[EXERCISE BRIEF]: State how many lines of the material below contain the string "rear", counting only matches with the same case, and give only that number.

Examples of point labeling
____________
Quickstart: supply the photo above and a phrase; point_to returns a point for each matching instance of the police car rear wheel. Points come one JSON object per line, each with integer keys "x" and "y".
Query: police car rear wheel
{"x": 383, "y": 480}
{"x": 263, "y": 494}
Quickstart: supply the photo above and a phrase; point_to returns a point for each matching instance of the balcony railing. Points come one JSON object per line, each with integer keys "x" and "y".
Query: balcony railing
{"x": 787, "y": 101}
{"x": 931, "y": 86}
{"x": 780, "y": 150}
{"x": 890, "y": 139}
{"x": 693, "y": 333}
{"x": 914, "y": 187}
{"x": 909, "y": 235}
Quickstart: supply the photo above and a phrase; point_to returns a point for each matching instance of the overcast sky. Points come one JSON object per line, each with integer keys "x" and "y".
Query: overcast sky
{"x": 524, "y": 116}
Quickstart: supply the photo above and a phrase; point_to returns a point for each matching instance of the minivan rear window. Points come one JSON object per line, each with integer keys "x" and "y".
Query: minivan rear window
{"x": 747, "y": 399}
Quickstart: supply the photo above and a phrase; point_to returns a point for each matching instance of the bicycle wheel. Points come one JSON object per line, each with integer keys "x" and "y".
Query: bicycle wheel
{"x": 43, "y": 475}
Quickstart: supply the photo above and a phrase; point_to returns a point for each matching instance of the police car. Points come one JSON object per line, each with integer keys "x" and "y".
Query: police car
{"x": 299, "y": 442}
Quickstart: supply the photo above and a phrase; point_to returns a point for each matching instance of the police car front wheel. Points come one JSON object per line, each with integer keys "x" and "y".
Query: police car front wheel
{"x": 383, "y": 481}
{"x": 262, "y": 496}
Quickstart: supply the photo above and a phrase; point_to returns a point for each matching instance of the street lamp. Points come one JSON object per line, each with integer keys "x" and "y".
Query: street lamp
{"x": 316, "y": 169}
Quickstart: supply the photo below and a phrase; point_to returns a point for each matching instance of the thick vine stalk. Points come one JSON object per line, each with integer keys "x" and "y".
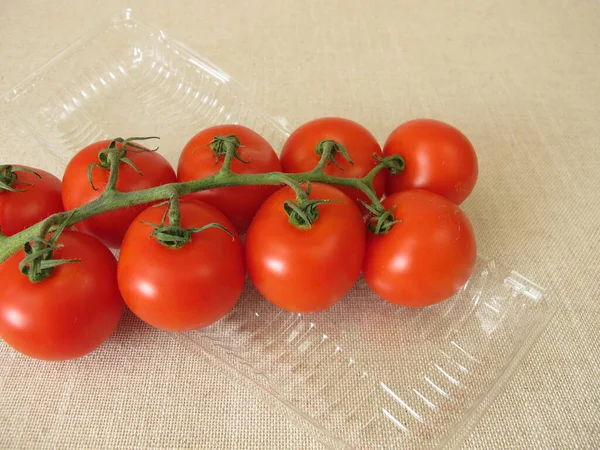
____________
[COMPLETED TASK]: 4